» TEXT FOR ANALYSIS
----

SANDPOINT — A Washington state man was sentenced to serve up to 10 years in prison Monday for allegedly threatening a witness in a Sandpoint Police Department drug investigation last year.

Robert James Sutton Jr. will have to serve at least six years of the sentence before he can be considered for parole. He professed his innocence before District Judge Steve Verby imposed the sentence.

“I am not the criminal the prosecution is making me out to be,” said Sutton, who believes he was wrongfully convicted of witness intimidation earlier this year.

Sutton, a 26-year old from Spokane Valley, was accused of bursting into a drug informant’s apartment on June 17, 2008, and threatening her with a pistol.  He was charged with aggravated assault, witness intimidation and burglary.

A Bonner County jury convicted Sutton of intimidation following a three-day trial in 1st District Court in February. Jurors acquitted him of the assault charge and deadlocked on the burglary charge, which alleged Sutton entered the woman’s downtown apartment in order to commit the aforementioned felonies.

----

» EXTRACTED INFORMATION
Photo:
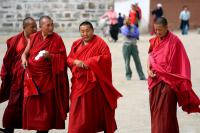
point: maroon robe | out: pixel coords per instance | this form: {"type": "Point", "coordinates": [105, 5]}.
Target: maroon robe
{"type": "Point", "coordinates": [12, 81]}
{"type": "Point", "coordinates": [93, 97]}
{"type": "Point", "coordinates": [168, 59]}
{"type": "Point", "coordinates": [48, 109]}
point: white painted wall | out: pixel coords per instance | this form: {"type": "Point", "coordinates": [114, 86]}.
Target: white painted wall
{"type": "Point", "coordinates": [124, 7]}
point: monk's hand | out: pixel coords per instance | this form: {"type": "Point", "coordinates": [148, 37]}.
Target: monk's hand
{"type": "Point", "coordinates": [24, 62]}
{"type": "Point", "coordinates": [46, 55]}
{"type": "Point", "coordinates": [151, 73]}
{"type": "Point", "coordinates": [80, 64]}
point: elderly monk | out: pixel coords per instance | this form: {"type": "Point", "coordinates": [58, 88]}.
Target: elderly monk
{"type": "Point", "coordinates": [169, 80]}
{"type": "Point", "coordinates": [12, 76]}
{"type": "Point", "coordinates": [93, 97]}
{"type": "Point", "coordinates": [45, 62]}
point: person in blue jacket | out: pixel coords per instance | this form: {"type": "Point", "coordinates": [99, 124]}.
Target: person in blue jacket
{"type": "Point", "coordinates": [131, 34]}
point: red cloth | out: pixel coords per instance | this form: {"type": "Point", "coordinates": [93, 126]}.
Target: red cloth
{"type": "Point", "coordinates": [133, 16]}
{"type": "Point", "coordinates": [12, 82]}
{"type": "Point", "coordinates": [169, 60]}
{"type": "Point", "coordinates": [41, 112]}
{"type": "Point", "coordinates": [163, 106]}
{"type": "Point", "coordinates": [98, 78]}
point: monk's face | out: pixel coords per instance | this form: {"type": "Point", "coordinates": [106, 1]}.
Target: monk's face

----

According to the Sandpoint sentencing report, how many years must Sutton serve before he can be considered for parole? The records have no connection to the Sandpoint sentencing report.

» RESPONSE BOX
At least six years.